** Opening Supplied material block **
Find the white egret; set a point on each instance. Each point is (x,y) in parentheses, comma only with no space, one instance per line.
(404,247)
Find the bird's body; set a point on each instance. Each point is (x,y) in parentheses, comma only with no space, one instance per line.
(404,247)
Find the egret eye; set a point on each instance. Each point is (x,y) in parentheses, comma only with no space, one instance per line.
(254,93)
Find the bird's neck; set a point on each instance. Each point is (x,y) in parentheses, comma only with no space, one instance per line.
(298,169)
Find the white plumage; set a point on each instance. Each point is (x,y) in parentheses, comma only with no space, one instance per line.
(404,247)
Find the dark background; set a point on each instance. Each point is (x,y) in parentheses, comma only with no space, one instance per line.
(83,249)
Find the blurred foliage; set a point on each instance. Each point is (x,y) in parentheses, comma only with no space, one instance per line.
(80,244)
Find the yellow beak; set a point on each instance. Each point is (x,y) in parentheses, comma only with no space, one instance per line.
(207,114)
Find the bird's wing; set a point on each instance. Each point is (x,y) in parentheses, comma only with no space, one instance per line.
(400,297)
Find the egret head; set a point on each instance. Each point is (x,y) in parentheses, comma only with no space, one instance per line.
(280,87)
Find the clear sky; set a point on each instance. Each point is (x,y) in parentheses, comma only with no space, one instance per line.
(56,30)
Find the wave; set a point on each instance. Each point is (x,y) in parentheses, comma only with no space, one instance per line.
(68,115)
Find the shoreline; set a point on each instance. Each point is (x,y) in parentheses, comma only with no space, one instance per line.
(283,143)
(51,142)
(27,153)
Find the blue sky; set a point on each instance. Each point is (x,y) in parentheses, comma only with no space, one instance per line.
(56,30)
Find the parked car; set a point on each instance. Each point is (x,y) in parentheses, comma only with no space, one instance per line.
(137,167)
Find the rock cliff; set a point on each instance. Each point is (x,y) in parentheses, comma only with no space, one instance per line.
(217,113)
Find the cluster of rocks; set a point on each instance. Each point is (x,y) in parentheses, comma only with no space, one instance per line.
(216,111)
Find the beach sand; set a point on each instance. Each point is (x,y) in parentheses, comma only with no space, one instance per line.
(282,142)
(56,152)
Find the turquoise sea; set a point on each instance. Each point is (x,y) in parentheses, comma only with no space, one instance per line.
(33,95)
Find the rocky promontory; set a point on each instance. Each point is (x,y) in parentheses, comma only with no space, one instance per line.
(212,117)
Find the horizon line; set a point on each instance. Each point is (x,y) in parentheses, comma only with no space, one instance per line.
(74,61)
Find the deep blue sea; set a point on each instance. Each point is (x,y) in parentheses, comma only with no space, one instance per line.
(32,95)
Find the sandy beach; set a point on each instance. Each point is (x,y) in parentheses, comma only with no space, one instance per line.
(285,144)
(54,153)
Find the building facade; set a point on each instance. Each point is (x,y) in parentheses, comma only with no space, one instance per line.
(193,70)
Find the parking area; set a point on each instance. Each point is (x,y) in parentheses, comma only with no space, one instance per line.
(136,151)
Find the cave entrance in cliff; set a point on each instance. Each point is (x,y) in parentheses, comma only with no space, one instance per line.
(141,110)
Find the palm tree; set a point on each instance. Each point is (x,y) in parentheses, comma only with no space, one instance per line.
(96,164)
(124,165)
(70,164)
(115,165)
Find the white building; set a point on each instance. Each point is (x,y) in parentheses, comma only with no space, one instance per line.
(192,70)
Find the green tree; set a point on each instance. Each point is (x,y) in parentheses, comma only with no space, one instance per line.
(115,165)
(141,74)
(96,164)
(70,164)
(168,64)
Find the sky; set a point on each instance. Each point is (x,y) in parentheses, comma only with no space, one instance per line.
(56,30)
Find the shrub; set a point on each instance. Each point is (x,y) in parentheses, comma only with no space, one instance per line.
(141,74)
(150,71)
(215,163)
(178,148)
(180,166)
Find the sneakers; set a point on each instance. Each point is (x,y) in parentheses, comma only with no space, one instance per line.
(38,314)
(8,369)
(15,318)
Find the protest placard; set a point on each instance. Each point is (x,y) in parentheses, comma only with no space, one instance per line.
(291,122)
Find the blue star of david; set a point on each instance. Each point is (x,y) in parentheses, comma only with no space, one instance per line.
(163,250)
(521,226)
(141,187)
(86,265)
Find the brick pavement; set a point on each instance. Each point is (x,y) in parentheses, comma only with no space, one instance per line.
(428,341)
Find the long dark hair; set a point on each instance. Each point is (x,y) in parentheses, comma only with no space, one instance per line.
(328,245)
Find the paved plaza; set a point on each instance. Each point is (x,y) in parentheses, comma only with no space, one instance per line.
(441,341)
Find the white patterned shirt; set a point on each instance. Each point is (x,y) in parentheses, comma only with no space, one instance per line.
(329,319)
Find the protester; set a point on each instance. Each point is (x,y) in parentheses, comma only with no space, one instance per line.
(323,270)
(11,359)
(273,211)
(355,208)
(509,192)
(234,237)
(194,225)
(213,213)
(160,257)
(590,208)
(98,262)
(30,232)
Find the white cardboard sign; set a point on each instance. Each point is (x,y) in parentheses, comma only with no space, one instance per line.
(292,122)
** Closing Supplied material block **
**How to complete this task:** Would it be possible to set down the full listing again, character for character?

**Answer section:**
Find the white egret; set a point on each instance. Each point is (x,y) in parentheses, comma only with no space, one instance per line.
(404,247)
Find the bird's body; set a point on each instance. Each point is (x,y) in parentheses, comma only with no space, one instance per line.
(404,247)
Find the egret eye; set a point on each instance. Each point is (x,y) in parentheses, comma only with no space, one instance per line.
(254,93)
Find the bird's neck; set a point on each instance. Each point is (x,y) in parentheses, comma only with no space, one instance per line.
(298,169)
Find the white plumage; set a point on each instance. Each point is (x,y) in parentheses, comma only with no space, one instance per line.
(404,247)
Find the dark background; set a point on each instance. Each point is (x,y) in parentheses, comma only with no space, one instance per line.
(83,249)
Find the blurred foliage; set a point on each instance. Each point is (x,y) in parentheses, comma only with no space, one instance per line.
(80,244)
Find the yellow beak; set a point on each instance. Each point is (x,y) in parentheses, comma only with no space, one instance per line.
(207,114)
Find the bird's wing; set a point on each instance. Each point is (x,y) in parentheses, comma only with no space, one instance per line.
(400,297)
Find the egret head; set a point on each instance. Each point is (x,y) in parentheses, comma only with no space, one instance per line.
(280,87)
Find the clear sky; set a point on each instance. Each point is (x,y) in parentheses, comma only with no space, one instance per line.
(56,30)
Find the wave; set a point on each instance. Each point is (x,y) in parentheses, comma only with no space, one instance per line.
(68,115)
Find the shoreline; set a point on each instance. Each point is (x,y) in parentheses, comma only with no space, one instance per line.
(283,143)
(51,142)
(27,153)
Find the blue sky; set a point on each instance. Each point is (x,y) in parentheses, comma only with no space, one instance per line.
(56,30)
Find the parked car; set a point on each instance. Each point is (x,y) in parentheses, comma only with no space, one instance per line.
(137,167)
Find the rock cliff; set a point on each instance. Each point is (x,y) in parentheses, comma only with no space, one instance per line.
(217,113)
Find the cluster of rocks; set a point on each instance. Each point is (x,y) in parentheses, comma only with no space, one instance per line.
(216,111)
Find the beach sand; set a point on each instance. Each point is (x,y) in parentheses, comma only with no space, one instance per line.
(282,142)
(56,152)
Find the turquoise sea; set a point on each instance. Each point is (x,y) in parentheses, comma only with no space, one instance per line.
(33,95)
Find the rocky promontory; set a point on each instance. Each point is (x,y) in parentheses, comma only with no space, one instance per line.
(212,117)
Find the horizon line; set a point on each instance. Each point is (x,y) in parentheses, comma only with no space, one instance per line.
(74,61)
Find the deep blue sea; set a point on each instance. Each point is (x,y) in parentheses, comma only with no space, one instance per line.
(32,95)
Find the sandy beach; set a point on each instance. Each point is (x,y) in parentheses, comma only with no space, one instance per line.
(285,144)
(54,153)
Find the building facade; set a point on each instance. Each point is (x,y) in parentheses, comma only with no space, one instance per line.
(193,70)
Find the parking area; set a point on each instance. Each point is (x,y) in parentheses, comma only with no space, one instance per line.
(136,151)
Find the cave entrance in cliff; set a point on each instance. Each point is (x,y) in parentheses, comma only with no space, one instance per line.
(141,110)
Find the palm tree; set a point on each instance. Each point is (x,y) in parentheses, comma only with no space, one instance per line.
(96,164)
(124,165)
(70,164)
(115,165)
Find the white building; set a point on each instance. Each point is (x,y) in parentheses, comma only with no space, one instance per line.
(192,70)
Find the green tree; set a point on each instance. Each point is (x,y) in parentheses, comma only with no space, one instance per line.
(115,165)
(141,74)
(96,164)
(70,164)
(168,64)
Find the sky; set a point on each instance. Each point is (x,y) in parentheses, comma only with no space, one instance per line.
(56,30)
Find the shrub; set a point on each instance. Each point is (x,y) in parentheses, comma only with no space, one instance per line.
(141,74)
(150,71)
(215,163)
(178,148)
(180,166)
Find the sneakers; set a point on each instance. Each point is (x,y) in parentheses, comma only with no space, one instance per line.
(38,314)
(8,369)
(15,318)
Find the protest placard; set a point on each instance. Each point is (x,y) in parentheses, comma only with no space, one instance per line.
(291,122)
Find the blue star of david; set a point on each instance. Each point is (x,y) in parentheses, comma only with no space, one instance per line.
(163,250)
(521,226)
(141,187)
(86,265)
Find the brick pavement; set a point on each instance. Each point is (x,y) in parentheses, comma only with no space, one instance per line.
(428,341)
Find the long dark hair; set a point on each instance. Each point is (x,y) in parentheses, comma only with no space, one instance per line.
(328,245)
Find the paved plaza; set a point on each instance. Each point is (x,y) in parentheses, comma only with no space, one instance per line.
(441,341)
Find the white patterned shirt; set a point on each instance. Each point is (x,y) in parentheses, comma only with no space, one instance per line.
(329,319)
Find the protester; set a point on each instance. Each point is (x,y) in parentheses, comma only with no space, one instance per line.
(323,270)
(11,359)
(273,211)
(355,208)
(509,192)
(234,237)
(194,225)
(213,213)
(160,257)
(590,208)
(98,262)
(30,232)
Find the white cardboard sign; set a point on each instance. Each point is (x,y) in parentheses, comma only with no space, one instance per line.
(292,122)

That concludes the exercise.